EXERCISE INSTRUCTIONS
Search the records for the string "with", then copy each line that has it.

INPUT FOR THIS TASK
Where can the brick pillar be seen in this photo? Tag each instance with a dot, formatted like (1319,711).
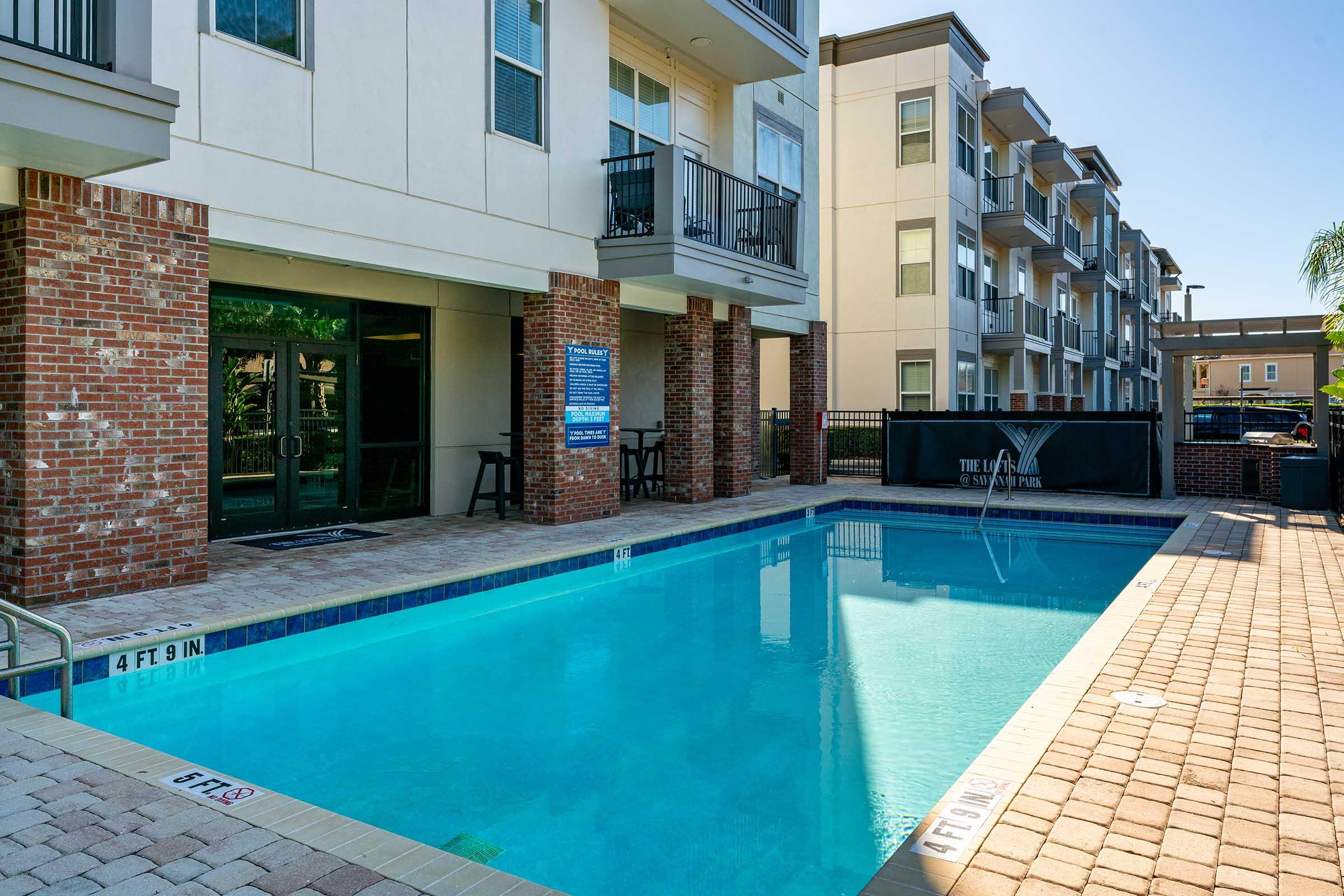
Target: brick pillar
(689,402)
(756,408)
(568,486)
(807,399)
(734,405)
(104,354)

* * *

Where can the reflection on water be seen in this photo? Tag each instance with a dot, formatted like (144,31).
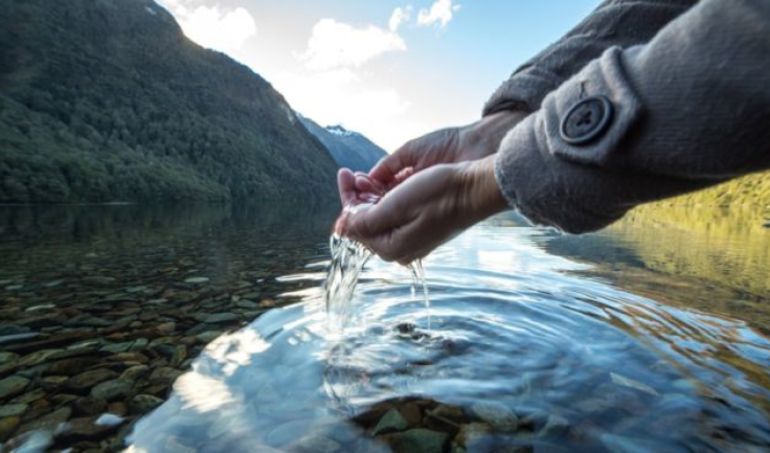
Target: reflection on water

SOLUTION BELOW
Where can the brick pillar be seen in this photo? Tag each instance with a dot, formatted like (1319,711).
Where can the reflection on water be seen in this photo? Tag each instance with a dot, formatted like (144,31).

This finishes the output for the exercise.